(Collected data entries)
------

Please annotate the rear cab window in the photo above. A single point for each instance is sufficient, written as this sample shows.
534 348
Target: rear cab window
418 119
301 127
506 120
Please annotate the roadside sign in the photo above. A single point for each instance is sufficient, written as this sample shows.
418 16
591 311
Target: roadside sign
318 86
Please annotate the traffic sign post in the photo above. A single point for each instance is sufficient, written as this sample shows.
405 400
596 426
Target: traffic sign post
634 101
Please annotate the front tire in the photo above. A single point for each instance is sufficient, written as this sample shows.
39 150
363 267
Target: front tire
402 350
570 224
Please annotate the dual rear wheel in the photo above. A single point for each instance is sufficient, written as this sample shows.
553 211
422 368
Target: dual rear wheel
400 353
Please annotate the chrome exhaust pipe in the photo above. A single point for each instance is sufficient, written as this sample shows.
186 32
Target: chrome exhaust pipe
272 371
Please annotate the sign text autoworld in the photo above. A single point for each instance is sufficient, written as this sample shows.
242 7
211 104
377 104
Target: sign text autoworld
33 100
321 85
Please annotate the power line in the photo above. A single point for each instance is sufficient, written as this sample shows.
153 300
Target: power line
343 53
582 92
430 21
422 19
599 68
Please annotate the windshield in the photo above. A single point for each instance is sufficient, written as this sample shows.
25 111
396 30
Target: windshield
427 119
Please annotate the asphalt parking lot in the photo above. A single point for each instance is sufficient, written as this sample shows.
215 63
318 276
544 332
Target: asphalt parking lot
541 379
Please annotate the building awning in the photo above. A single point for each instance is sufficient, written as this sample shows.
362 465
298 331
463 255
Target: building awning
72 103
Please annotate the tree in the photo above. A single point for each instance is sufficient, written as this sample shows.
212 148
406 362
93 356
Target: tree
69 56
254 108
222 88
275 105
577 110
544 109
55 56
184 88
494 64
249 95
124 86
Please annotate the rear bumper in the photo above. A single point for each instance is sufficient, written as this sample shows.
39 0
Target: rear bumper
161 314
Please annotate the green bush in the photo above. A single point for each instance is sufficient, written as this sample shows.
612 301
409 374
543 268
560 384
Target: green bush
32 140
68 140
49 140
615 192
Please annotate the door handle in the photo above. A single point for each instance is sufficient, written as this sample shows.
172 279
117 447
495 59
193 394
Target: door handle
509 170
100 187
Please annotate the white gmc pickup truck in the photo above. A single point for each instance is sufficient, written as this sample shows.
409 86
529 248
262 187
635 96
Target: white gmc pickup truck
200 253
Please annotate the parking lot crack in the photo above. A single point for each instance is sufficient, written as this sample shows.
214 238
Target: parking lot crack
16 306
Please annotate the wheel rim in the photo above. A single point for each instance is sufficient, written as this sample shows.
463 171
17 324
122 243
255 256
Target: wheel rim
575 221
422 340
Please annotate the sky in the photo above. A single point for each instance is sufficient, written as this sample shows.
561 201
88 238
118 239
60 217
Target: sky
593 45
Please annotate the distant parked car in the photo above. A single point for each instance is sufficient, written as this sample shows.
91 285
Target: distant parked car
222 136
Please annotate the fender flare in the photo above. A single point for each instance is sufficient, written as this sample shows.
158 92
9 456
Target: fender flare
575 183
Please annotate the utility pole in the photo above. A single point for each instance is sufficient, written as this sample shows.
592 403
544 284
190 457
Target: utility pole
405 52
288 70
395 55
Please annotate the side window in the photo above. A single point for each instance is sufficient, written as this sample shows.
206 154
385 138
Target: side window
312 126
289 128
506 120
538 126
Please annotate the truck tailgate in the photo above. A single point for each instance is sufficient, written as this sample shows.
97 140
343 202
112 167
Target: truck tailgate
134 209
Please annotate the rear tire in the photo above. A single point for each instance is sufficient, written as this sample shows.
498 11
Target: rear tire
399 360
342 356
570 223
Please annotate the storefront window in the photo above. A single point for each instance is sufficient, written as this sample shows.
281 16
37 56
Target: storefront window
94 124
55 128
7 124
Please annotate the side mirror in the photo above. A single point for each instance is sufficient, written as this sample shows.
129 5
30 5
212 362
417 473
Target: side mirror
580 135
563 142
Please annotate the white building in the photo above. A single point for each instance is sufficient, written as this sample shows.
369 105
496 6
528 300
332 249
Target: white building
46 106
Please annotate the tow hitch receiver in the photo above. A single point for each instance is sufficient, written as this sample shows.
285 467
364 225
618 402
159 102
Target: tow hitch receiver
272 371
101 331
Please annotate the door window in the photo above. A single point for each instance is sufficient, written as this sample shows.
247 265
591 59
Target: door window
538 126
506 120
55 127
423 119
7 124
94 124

------

#### TASK TO CARRY OUT:
Output the lines above exactly as they appear, starting with the line that contains "Please annotate the door window" and continuing through the last line, both ends included.

#### THE OUTPUT:
Please annotate the door window in the photo above. A single point for each instance is sufficient, written as this sample shows.
247 265
591 59
Target: door window
538 126
506 120
55 127
423 119
7 124
94 124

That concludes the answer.